The failure of Palestinian leaders to seriously grapple with the Oslo framework leads to more senseless deaths

by
Liel Leibovitz
October 02, 2015
Abbas Momani/AFP/Getty Images
Palestinians sit outside their homes after alleged Jewish settlers daubed the family home with Hebrew graffiti (background), which reads 'vengeance, Henkin', and set their car on fire in Beit Ilu village, west of Ramallah on October 2, 2015. Eitam and Naama Henkin, both in their 30s, were shot dead in their car by suspected Palestinian gunmen as they travelled between the settlements of Itamar and Elon More, in the north of the Palestinian territory. Abbas Momani/AFP/Getty Images
Abbas Momani/AFP/Getty Images
Palestinians sit outside their homes after alleged Jewish settlers daubed the family home with Hebrew graffiti (background), which reads 'vengeance, Henkin', and set their car on fire in Beit Ilu village, west of Ramallah on October 2, 2015. Eitam and Naama Henkin, both in their 30s, were shot dead in their car by suspected Palestinian gunmen as they travelled between the settlements of Itamar and Elon More, in the north of the Palestinian territory. Abbas Momani/AFP/Getty Images

Last night, Eitam Henkin, a doctoral student at Tel-Aviv University, where he won the prestigious Nathan Rotenstreich scholarship, and his wife Na’ama, an accomplished graphic designer who ran her own studio, were driving back from a class reunion to their home in Neria, a small community of 250 families in Samaria. In the back of their white Subaru station wagon, four of their six children—the oldest one nine, the youngest four months—were dozing off. As they drove past the Palestinian village of Beit Furik, gunmen affiliated with the PLO approached the Henkins’ car and shot both adults to death at close range. The children watched in silence from the back seat as their parents’ torsos were torn apart by a hail of bullets. The children’s silence saved their lives: likely unnoticed by the murderers, they seemed to have been spared a similar fate.

[Tasks to complete]:
**1.** Answer these questions about the article on the Henkin shooting:
(a) At which university was Eitam Henkin a doctoral student?
(b) How many families live in Neria?
(c) According to the photo caption, what did the Hebrew graffiti on the family home in Beit Ilu read?
**2.** Carry the article on the Henkin shooting forward from the end of its last paragraph.

[Information shown]:

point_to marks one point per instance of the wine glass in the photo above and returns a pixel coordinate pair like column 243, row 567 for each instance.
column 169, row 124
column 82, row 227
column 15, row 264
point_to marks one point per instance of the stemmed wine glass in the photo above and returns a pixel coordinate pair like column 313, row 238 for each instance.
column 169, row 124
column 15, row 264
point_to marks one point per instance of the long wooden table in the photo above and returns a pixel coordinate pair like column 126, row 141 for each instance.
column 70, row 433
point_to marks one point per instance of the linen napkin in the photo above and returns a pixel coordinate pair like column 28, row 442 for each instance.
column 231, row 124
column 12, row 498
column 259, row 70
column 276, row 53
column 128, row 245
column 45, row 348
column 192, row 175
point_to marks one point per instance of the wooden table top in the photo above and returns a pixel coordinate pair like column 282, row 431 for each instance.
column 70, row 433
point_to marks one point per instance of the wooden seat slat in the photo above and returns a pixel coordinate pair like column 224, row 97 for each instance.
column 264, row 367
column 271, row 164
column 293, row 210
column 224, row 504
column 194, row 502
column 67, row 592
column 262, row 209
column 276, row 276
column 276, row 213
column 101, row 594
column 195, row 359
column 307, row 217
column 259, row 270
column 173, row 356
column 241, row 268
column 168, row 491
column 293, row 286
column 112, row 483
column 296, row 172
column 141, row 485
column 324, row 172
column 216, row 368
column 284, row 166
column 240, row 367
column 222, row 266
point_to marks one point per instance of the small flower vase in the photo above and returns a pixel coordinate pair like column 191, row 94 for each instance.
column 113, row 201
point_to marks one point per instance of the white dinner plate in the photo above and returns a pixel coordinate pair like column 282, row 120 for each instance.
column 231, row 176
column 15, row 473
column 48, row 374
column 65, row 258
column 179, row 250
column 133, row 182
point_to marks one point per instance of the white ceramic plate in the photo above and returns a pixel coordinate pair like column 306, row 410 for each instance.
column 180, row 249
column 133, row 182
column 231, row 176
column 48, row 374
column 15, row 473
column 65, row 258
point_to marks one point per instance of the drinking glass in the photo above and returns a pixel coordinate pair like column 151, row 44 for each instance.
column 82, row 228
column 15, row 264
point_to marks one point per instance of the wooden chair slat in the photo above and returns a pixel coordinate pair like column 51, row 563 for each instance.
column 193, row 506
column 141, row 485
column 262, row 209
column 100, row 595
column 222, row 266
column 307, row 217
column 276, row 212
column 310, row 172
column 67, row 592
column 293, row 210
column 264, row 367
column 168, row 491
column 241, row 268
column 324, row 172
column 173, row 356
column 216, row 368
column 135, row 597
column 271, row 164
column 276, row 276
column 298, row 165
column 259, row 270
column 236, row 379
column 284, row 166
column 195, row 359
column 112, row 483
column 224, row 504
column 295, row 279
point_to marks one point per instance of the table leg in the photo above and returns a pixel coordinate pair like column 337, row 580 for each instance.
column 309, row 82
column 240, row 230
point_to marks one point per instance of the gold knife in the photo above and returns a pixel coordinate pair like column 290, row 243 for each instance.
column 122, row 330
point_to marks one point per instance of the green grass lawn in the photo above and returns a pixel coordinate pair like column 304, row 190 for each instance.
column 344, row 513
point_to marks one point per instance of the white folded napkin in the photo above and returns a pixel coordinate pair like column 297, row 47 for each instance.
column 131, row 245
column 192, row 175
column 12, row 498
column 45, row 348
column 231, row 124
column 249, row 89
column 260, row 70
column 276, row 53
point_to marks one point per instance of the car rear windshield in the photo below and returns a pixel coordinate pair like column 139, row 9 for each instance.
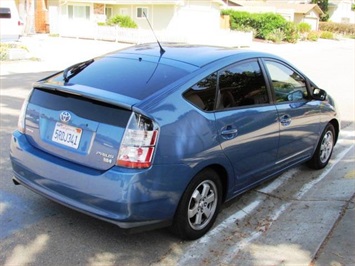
column 136, row 78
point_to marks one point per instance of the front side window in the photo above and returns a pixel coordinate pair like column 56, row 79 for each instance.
column 288, row 85
column 141, row 11
column 242, row 84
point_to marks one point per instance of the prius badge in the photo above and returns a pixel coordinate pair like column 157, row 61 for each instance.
column 65, row 116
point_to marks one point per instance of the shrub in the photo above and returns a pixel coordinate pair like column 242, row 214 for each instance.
column 327, row 35
column 5, row 47
column 304, row 27
column 339, row 28
column 313, row 36
column 122, row 21
column 266, row 25
column 276, row 35
column 291, row 32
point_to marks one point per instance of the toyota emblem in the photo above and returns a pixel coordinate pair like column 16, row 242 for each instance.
column 65, row 116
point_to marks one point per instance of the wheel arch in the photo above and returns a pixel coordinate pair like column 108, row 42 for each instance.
column 336, row 126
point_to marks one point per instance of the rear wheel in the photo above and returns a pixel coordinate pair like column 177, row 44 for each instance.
column 199, row 206
column 324, row 149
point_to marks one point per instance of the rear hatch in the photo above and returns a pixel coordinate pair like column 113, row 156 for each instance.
column 75, row 128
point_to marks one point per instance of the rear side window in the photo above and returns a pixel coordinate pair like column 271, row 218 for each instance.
column 135, row 78
column 5, row 12
column 203, row 94
column 242, row 84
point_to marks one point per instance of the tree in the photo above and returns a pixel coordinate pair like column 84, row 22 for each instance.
column 323, row 4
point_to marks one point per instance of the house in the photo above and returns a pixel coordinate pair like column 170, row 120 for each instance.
column 56, row 16
column 193, row 21
column 294, row 12
column 340, row 11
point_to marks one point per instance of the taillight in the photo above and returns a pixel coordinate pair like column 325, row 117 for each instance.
column 138, row 143
column 22, row 117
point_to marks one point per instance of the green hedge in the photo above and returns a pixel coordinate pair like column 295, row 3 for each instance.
column 339, row 28
column 122, row 21
column 267, row 26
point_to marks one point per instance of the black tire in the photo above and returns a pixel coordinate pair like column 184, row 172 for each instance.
column 199, row 206
column 324, row 149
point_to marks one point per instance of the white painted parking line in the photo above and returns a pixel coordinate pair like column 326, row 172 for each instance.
column 196, row 250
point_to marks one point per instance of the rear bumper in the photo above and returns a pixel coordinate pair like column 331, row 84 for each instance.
column 125, row 197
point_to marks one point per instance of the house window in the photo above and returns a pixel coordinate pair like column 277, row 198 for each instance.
column 108, row 12
column 79, row 12
column 141, row 11
column 124, row 11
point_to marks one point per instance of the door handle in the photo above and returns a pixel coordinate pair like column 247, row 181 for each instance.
column 229, row 133
column 285, row 120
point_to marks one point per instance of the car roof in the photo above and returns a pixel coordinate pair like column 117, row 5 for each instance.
column 196, row 55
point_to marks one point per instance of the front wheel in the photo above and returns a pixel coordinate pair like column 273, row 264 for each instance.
column 199, row 206
column 324, row 149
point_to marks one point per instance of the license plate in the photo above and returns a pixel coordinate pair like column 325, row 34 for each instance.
column 67, row 135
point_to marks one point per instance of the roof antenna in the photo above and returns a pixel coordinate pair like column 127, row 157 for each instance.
column 162, row 51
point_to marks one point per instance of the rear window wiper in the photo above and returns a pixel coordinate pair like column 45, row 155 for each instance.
column 75, row 69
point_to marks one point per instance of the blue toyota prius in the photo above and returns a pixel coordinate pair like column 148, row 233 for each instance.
column 150, row 136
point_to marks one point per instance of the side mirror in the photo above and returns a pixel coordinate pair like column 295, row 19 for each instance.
column 319, row 94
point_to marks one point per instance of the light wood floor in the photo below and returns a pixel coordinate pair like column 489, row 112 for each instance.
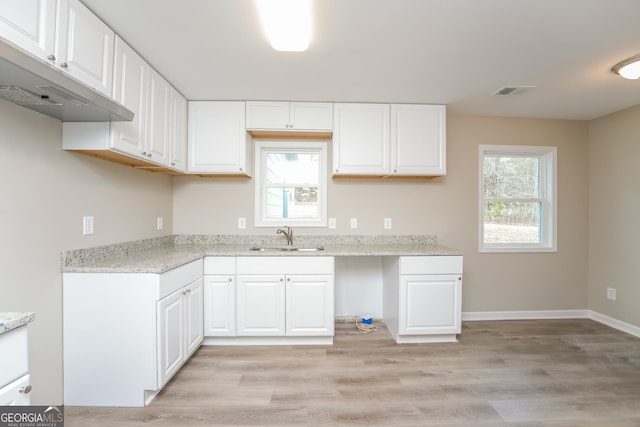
column 515, row 373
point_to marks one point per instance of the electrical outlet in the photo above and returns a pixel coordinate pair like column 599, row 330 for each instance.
column 242, row 223
column 87, row 225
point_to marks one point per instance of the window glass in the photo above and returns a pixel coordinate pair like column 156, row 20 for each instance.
column 517, row 199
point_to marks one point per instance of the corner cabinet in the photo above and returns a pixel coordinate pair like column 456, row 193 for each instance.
column 156, row 137
column 423, row 298
column 269, row 300
column 389, row 140
column 127, row 334
column 218, row 143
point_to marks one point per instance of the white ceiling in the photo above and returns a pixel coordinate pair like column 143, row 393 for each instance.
column 453, row 52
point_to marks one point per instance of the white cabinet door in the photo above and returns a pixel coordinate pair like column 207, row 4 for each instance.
column 29, row 24
column 219, row 306
column 418, row 140
column 305, row 116
column 260, row 305
column 430, row 304
column 158, row 103
column 178, row 129
column 194, row 332
column 267, row 115
column 311, row 116
column 130, row 89
column 217, row 139
column 84, row 45
column 310, row 305
column 361, row 139
column 171, row 338
column 16, row 393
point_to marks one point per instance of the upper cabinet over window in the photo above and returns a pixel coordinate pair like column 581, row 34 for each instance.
column 389, row 140
column 289, row 116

[Exercise answers]:
**1.**
(a) Tel-Aviv University
(b) 250 families
(c) 'vengeance, Henkin'

**2.**
The world’s silence in response to the murders of Eitam and Na’ama, and the spate of similar murders recently perpetrated by Palestinian terror organizations acting with the encouragement and oftentimes at the direction of Mahmoud Abbas and the Palestinian national movement, has no such silver lining. When asked by an Israeli news reporter how the Henkins’ orphaned children were responding to their parents’ death, a neighbor responded, “They are crying.” Those whose eyes are dry have something to answer for.

On Sept. 13, driving back home in Jerusalem after the festive Rosh Hashanah meal, Alexander Levlovitz, 64, died after Palestinian terrorists pelted his car with large rocks, causing him to lose control of the vehicle and crash into a pole.

On June 30, Malachi Rosenfeld was shot point blank by assailants near Shvut Rahel.

Eleven days earlier, and not too far away, Danny Gonen, 25, was similarly assassinated on his way back from a weekend hike.

The list goes on: shootings, stabbings, and stonings are all rampant, and they’re almost always perpetrated or encouraged by Palestinian officialdom.

Western leaders and even a portion of diaspora Jewry justifies its refusal to notice or name the current wave of murderous Palestinian terror attacks on the grounds that the deceased are mostly “settlers”—a special category of civilians whose murder is always, if not justified, then easy enough for those who attended the right universities and who read the right newspapers to understand.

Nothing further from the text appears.